Ventajas de la atención e inconvenientes de su falta

     Un espíritu atento multiplica sus fuerzas de una manera increíble; aprovecha el tiempo atesorando siempre caudal de ideas; las percibe con más claridad y exactitud, y, finalmente, las recuerda con más facilidad, a causa de que con la continua atención éstas se van colocando naturalmente en la cabeza de una manera ordenada.

     Los que no atiendan sino flojamente, pasean su en entendimiento por distintos lugares a un mismo tiempo; aquí, reciben una impresión; allí, otra muy diferente; acumulan cien cosas inconexas que, lejos de ayudarse mutuamente para la aclaración y retención, se confunden, se embrollan y se borran unas a otras. No hay lectura, no hay conversación, no hay espectáculo, por insignificantes que parezcan, que no nos puedan instruir en algo. Con la atención notamos las preciosidades y las recogemos; con la distracción dejamos, quizá, caer al suelo el oro y las perlas como cosa baladí.

§ III

Cómo debe ser la atención. -Atolondrados y ensimismados

     Creerán algunos que semejante atención fatiga mucho, pero se equivocan. Cuando hablo de atención no me refiero a aquella fijeza de espíritu con que éste se clava, por decirlo así sobre los objetos, sino de una aplicación suave y reposada que permite hacerse cargo de cada coma, dejándonos, empero, con la agilidad necesaria para pasar sin esfuerzo de unas ocupaciones a otras. Esta atención no es incompatible ni con la misma diversión y recreo, pues es claro que el esparcimiento del ánimo no consiste en no pensar sino en no ocuparse de cosas trabajosas y en entregarse a otras más llanas y ligeras. El sabio que interrumpe sus estudios profundos saliendo a solazarse un rato con la amenidad de la campiña, no se fatiga, antes se distrae cuando atiende al estado de las mieses, a las faenas de los labradores, al murmullo de los arroyos o al canto de las aves.

     Tan lejos estoy de considerar la atención como abstracción severa y continuada, que, muy al contrario, cuento en el número de los distraídos no sólo a los atolondrados, sino también a los ensimismados. Aquellos se derraman por la parte de afuera; éstos divagan por las tenebrosas regiones de adentro; unos y otros carecen de la conveniente atención que es la que se emplea en aquello de que se trata.

     El hombre atento posee la ventaja de ser más urbano y cortés, porque el amor propio de los demás se siente lastimado, si notan que no atendemos a lo que ellos dicen. Es bien notable que la urbanidad o su falta se apelliden también atención o desatención.

§ IV

Las interrupciones

     Además son pocos los casos, aun en los estudios serios, que requieren atención tan profunda que no pueda interrumpirse sin grave daño. Ciertas personas se quejan amargamente si una visita a deshora o un ruido inesperado les cortan, como suele decirse, el hilo del discurso; esas cabezas se parecen a los daguerrotipos, en los cuales el menor movimiento del objeto o la interposición de otro extraño bastan para echar a perder el retrato o paisaje. En algunas será tal vez un defecto natural; en otras, una afectación vanidosa por hacerse pensador, y en no pocas, falta de hábito de concentrarse. Como quiera, es preciso acostumbrarse a tener la atención fuerte y flexible a un mismo tiempo y procurar que la formación de nuestros conceptos no se asemeje a la de los cuadros daguerrotipados, sino de los comunes; si el pintor es interrumpido suspende sus tareas, y al volver a proseguirlas no encuentra malbaratada su obra; si un cuerpo le hace importuna sombra, en removiéndole lo deja todo remediado[ii]

 

Capítulo III

Elección de carrera

§ I

Vago significado de la palabra «talento»

### [DATOS PROPORCIONADOS]
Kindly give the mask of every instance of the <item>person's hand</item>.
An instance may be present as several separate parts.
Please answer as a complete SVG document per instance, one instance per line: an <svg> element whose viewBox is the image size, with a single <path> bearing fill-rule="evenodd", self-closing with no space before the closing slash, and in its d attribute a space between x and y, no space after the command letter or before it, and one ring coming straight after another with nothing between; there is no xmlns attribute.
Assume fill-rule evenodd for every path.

### [ENUNCIADO A]
Según el texto sobre la atención, ¿a qué se parecen las cabezas de quienes se quejan cuando algo les corta el hilo del discurso?
### [ENUNCIADO B]
Copia el texto sobre la atención desde "Un espíritu atento" hasta "una manera ordenada.", pero sustituye "claridad" por "nitidez".
El material no interviene en este ejercicio.

### [RESPUESTA A]
A los daguerrotipos.

### [RESPUESTA B]
Un espíritu atento multiplica sus fuerzas de una manera increíble; aprovecha el tiempo atesorando siempre caudal de ideas; las percibe con más nitidez y exactitud, y, finalmente, las recuerda con más facilidad, a causa de que con la continua atención éstas se van colocando naturalmente en la cabeza de una manera ordenada.